### TASK OBJECTIVE:
Pictures aside, each record should be reproduced exactly.

### PROVIDED INFORMATION:

□ □ □

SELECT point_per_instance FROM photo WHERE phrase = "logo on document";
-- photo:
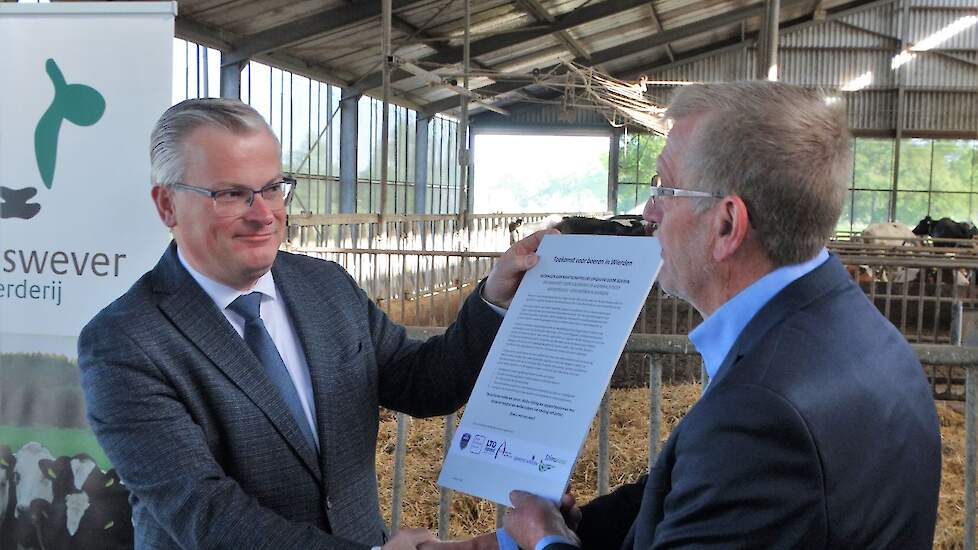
(477, 444)
(77, 103)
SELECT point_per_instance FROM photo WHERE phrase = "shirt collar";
(716, 335)
(222, 294)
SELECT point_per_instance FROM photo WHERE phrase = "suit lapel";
(194, 314)
(824, 279)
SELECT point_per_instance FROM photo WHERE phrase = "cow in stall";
(887, 234)
(626, 224)
(946, 228)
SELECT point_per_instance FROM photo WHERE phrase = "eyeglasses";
(656, 190)
(237, 200)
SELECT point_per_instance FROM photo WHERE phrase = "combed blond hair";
(166, 152)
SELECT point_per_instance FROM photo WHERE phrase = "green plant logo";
(77, 103)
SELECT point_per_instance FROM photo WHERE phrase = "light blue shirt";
(277, 322)
(716, 335)
(507, 542)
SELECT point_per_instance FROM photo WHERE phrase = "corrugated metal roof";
(339, 40)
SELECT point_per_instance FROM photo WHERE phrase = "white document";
(550, 365)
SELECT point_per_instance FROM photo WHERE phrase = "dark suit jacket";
(206, 444)
(819, 431)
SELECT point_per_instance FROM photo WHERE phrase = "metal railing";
(916, 293)
(937, 354)
(444, 232)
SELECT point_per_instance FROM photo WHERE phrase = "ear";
(163, 198)
(730, 227)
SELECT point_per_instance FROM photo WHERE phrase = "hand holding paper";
(506, 275)
(549, 364)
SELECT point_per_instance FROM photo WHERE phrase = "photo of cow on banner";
(76, 119)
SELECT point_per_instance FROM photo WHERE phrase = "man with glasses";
(817, 428)
(236, 387)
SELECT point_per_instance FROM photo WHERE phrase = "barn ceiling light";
(933, 40)
(858, 83)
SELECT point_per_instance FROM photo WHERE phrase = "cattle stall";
(412, 231)
(650, 346)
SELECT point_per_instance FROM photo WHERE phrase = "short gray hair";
(167, 163)
(783, 149)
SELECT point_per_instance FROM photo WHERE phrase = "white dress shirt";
(277, 322)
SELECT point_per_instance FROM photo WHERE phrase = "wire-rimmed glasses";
(237, 200)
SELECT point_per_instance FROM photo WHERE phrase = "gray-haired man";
(236, 387)
(818, 429)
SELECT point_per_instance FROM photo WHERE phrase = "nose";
(260, 210)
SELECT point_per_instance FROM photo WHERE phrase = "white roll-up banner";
(83, 84)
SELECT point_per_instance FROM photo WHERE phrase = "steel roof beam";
(728, 47)
(622, 50)
(542, 15)
(493, 44)
(306, 28)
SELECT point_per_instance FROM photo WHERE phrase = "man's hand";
(533, 518)
(409, 539)
(506, 275)
(482, 542)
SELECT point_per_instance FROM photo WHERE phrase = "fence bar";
(603, 445)
(970, 460)
(963, 333)
(400, 451)
(445, 497)
(655, 409)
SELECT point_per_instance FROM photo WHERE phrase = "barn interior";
(381, 107)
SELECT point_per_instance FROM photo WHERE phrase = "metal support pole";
(400, 452)
(385, 118)
(463, 126)
(773, 20)
(964, 332)
(901, 73)
(614, 163)
(349, 108)
(603, 422)
(348, 152)
(970, 452)
(231, 78)
(470, 193)
(421, 165)
(655, 409)
(445, 498)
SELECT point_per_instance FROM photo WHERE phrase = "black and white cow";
(627, 224)
(945, 228)
(8, 497)
(87, 508)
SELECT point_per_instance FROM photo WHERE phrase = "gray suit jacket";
(206, 444)
(819, 431)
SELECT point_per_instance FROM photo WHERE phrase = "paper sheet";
(549, 366)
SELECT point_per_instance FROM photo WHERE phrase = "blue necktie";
(260, 342)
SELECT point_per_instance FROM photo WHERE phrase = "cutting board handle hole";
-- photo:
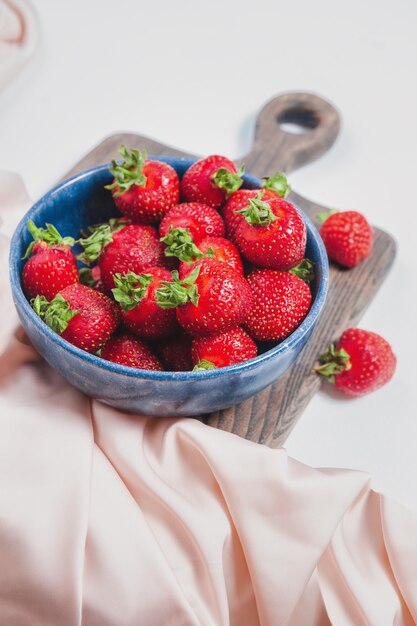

□ □ □

### PROBLEM SOLUTION:
SELECT point_per_instance FROM photo WHERE phrase = "logo on document";
-- photo:
(477, 444)
(77, 103)
SELECT point_per_instance FROM photo WHERE phrase = "shirt collar";
(716, 335)
(222, 294)
SELECT point_per_instance FROM photo WHERE phrase = "suit lapel";
(194, 314)
(824, 279)
SELECT point_per_instance FROM photo WHERE phrase = "cow in stall";
(887, 234)
(626, 224)
(946, 228)
SELECT point_per_instance FROM photo WHERE phrase = "eyeglasses";
(656, 190)
(237, 200)
SELECT point_per_instance FROM photo WHERE phrase = "combed blond hair";
(166, 152)
SELECT point_per_instance FROM photo WHERE phrase = "green plant logo";
(77, 103)
SELECT point_per_instance FROM photo WHERE phrase = "light blue shirt";
(277, 322)
(716, 335)
(507, 542)
SELECT point_per_instance FROM photo WHERE phrase = "corrugated metal roof";
(339, 40)
SELECT point_per_instance FROM photo WHERE phrase = "white document";
(550, 365)
SELECT point_per_instance FROM photo WHERE phrase = "dark suit jacket";
(206, 444)
(819, 431)
SELECT point_per_instance FROM photo WHERE phrase = "metal railing";
(916, 293)
(937, 354)
(444, 232)
SELECT point_per_instance FROM photo WHERE phrase = "ear";
(163, 198)
(730, 227)
SELECT point_per_instance FROM photo WHERE phrase = "hand holding paper";
(506, 275)
(549, 364)
SELECT point_per_instance FROM photo WHERE phrase = "photo of cow on banner";
(76, 119)
SELECT point_per_instance FROM photo WHERE phrase = "man with glasses";
(817, 428)
(236, 387)
SELECT point_per_instance FROM photo WHERE phrase = "barn ceiling light";
(933, 40)
(858, 83)
SELECT point_per_instance FROM photo WHERE phrase = "cattle stall";
(412, 231)
(650, 346)
SELECT point_per_instance FROM photo WHERE phrase = "short gray hair";
(167, 163)
(783, 149)
SELECT point_per_instance FROM photo WHERE phrase = "white dress shirt";
(277, 322)
SELECT point_per_instance FROM photo WHERE phrase = "wire-rimmed glasses";
(237, 200)
SELECT point_per_instance FROM photo WHERE phrase = "gray-haired man";
(236, 387)
(818, 429)
SELECT point_per_instance FROM photo WHERE phrase = "nose";
(260, 210)
SELECT point_per_instance FROM photo WHERE phrase = "white roll-up banner";
(83, 84)
SELECT point_per_instance FROM photo WHERE phrase = "steel roof beam";
(728, 47)
(622, 50)
(542, 15)
(493, 44)
(306, 28)
SELECT point_per_instance FROM photo WHERE phrase = "man's hand";
(533, 518)
(409, 539)
(506, 275)
(482, 542)
SELECT point_per_instance FROM photo WHERE phrase = "fence bar";
(603, 445)
(970, 460)
(963, 333)
(400, 451)
(445, 497)
(655, 409)
SELECT point_per_instance FROM photo WHERE phrase = "barn interior";
(381, 107)
SELECT point_per_instance FROM photo WHERE phrase = "metal support pole";
(400, 452)
(385, 118)
(463, 126)
(773, 20)
(964, 332)
(901, 73)
(614, 163)
(349, 108)
(603, 422)
(348, 152)
(970, 452)
(231, 78)
(470, 193)
(421, 165)
(655, 409)
(445, 498)
SELECT point_per_instance FROM photo WHERE phrase = "black and white cow";
(627, 224)
(945, 228)
(8, 497)
(87, 508)
SELECT point_per_instance FROM photo WHERE phrase = "gray suit jacket";
(206, 444)
(819, 431)
SELECT point_per_instance FROM photo WHERE phrase = "paper sheet";
(549, 366)
SELECT point_per_instance FROM photo WHERE phrase = "blue necktie";
(260, 342)
SELECT point_per_instance FROM photo WHERE phrase = "cutting board handle hole";
-- photo:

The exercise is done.